[Contour labeling records]

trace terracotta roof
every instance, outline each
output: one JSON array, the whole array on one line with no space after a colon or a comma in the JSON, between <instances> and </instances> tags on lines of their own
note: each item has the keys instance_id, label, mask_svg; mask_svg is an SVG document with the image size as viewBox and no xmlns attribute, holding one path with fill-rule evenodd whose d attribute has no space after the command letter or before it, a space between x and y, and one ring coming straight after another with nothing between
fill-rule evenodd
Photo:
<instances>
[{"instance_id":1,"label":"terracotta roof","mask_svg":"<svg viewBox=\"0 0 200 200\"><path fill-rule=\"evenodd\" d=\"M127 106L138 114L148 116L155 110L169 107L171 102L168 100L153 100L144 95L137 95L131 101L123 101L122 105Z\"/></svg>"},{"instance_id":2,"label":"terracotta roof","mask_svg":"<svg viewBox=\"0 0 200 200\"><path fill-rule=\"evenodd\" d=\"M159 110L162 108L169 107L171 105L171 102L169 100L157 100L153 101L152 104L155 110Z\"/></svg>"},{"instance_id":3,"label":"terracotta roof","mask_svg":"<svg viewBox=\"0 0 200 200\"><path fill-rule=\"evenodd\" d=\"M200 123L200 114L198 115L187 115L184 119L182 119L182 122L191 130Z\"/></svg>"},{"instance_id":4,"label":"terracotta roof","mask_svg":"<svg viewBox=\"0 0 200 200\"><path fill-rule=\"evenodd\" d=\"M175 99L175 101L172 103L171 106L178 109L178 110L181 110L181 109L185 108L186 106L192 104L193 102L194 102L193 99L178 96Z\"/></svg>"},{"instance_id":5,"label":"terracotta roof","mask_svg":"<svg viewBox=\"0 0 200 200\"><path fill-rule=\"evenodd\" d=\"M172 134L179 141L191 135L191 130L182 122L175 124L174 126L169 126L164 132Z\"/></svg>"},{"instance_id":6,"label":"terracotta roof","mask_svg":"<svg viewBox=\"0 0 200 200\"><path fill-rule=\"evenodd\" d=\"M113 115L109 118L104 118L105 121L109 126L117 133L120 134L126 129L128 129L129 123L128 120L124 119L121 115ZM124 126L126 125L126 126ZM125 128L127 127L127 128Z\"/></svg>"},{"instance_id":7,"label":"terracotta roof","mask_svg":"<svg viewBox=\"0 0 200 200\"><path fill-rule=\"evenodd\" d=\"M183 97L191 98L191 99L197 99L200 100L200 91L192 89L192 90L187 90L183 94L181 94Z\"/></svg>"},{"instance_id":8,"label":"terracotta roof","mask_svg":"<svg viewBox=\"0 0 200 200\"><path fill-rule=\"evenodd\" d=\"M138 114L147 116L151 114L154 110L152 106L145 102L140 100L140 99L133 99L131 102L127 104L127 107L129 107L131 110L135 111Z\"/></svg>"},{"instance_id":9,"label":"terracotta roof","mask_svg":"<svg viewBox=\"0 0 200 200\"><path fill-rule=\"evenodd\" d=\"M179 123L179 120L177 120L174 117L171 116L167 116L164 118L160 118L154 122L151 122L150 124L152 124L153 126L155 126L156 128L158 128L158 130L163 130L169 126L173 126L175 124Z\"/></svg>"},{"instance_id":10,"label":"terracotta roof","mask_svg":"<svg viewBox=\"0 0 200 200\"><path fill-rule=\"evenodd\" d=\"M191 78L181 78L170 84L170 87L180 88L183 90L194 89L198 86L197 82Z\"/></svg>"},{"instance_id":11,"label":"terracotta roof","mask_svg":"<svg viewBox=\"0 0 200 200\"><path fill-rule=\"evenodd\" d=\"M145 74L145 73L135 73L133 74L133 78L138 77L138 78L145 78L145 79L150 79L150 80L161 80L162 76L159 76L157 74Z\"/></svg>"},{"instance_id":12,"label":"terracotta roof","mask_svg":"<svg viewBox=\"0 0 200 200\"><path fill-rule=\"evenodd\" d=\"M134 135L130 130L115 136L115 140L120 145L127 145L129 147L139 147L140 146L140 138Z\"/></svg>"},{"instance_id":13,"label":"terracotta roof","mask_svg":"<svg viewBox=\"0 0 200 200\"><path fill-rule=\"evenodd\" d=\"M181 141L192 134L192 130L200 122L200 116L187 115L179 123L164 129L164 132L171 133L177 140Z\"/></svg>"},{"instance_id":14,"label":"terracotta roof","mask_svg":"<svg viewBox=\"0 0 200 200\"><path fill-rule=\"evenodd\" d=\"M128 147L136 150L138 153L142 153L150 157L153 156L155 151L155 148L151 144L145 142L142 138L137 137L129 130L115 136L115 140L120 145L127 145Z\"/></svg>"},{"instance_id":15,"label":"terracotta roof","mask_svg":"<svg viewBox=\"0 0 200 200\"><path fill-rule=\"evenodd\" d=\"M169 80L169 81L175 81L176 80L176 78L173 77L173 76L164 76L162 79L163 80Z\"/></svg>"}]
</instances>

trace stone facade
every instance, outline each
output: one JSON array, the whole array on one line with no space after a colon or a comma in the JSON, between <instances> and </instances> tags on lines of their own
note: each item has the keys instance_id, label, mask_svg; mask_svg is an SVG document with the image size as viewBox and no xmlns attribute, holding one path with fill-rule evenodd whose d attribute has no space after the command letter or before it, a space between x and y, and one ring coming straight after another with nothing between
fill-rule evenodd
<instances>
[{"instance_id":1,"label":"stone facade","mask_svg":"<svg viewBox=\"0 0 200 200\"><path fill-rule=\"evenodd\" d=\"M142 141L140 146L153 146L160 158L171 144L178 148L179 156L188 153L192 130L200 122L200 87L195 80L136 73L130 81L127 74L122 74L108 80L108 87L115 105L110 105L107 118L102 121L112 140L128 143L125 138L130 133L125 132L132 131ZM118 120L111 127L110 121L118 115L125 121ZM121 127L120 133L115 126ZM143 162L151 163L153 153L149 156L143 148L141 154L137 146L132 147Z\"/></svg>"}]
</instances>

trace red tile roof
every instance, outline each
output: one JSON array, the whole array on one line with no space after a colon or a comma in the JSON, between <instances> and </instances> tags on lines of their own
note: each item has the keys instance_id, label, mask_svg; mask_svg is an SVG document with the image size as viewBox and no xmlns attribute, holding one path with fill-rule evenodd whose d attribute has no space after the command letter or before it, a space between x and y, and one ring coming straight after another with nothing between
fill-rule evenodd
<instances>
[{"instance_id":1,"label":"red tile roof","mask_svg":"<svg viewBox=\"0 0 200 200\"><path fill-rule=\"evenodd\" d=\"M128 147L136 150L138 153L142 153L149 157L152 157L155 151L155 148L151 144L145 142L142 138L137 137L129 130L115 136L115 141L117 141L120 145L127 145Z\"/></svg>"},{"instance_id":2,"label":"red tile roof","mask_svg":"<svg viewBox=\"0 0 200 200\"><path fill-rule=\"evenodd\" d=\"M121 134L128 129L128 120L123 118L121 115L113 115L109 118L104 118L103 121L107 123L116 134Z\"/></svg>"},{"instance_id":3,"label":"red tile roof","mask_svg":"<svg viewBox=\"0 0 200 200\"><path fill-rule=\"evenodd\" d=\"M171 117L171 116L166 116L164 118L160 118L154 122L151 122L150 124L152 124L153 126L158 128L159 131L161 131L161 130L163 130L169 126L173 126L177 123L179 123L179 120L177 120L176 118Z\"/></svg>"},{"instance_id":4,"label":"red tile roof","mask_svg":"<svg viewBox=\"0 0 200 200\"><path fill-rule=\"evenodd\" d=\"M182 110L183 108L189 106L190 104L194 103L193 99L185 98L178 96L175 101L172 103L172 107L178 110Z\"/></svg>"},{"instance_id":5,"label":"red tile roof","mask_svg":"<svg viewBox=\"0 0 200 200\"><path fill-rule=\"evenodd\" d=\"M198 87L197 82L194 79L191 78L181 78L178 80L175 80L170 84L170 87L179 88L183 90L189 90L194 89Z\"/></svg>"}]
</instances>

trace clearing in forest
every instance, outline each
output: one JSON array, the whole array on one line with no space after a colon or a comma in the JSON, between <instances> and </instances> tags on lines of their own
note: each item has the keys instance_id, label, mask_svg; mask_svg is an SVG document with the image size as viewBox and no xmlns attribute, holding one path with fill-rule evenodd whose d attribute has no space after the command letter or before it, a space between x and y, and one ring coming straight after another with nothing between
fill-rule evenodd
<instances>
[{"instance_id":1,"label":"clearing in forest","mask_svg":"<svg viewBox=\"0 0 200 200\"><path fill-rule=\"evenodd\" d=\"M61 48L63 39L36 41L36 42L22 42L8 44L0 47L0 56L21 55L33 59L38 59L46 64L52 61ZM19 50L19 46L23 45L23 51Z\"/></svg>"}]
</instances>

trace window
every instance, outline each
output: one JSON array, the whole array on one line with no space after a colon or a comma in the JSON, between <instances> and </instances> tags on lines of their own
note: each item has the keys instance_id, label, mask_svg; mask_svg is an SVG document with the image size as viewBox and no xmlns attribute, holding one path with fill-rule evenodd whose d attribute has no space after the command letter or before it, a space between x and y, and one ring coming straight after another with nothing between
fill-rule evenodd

_WHAT YOU HAVE TO DO_: Can you copy, word for word, the lines from the one containing "trace window" through the last line of the records?

_ANSWER TO THIS TASK_:
trace window
every instance, outline each
output: one JSON array, the whole array on one line with no space after a colon or a comma in the JSON, between <instances> and </instances> tags on lines of their own
note: each item has the keys instance_id, label, mask_svg; mask_svg is an SVG document with the image size as viewBox and no xmlns attribute, holding one path with fill-rule evenodd whose d attribute has no space after the command letter or before it, a space between x and y, and one ring coming straight after another with nothing between
fill-rule evenodd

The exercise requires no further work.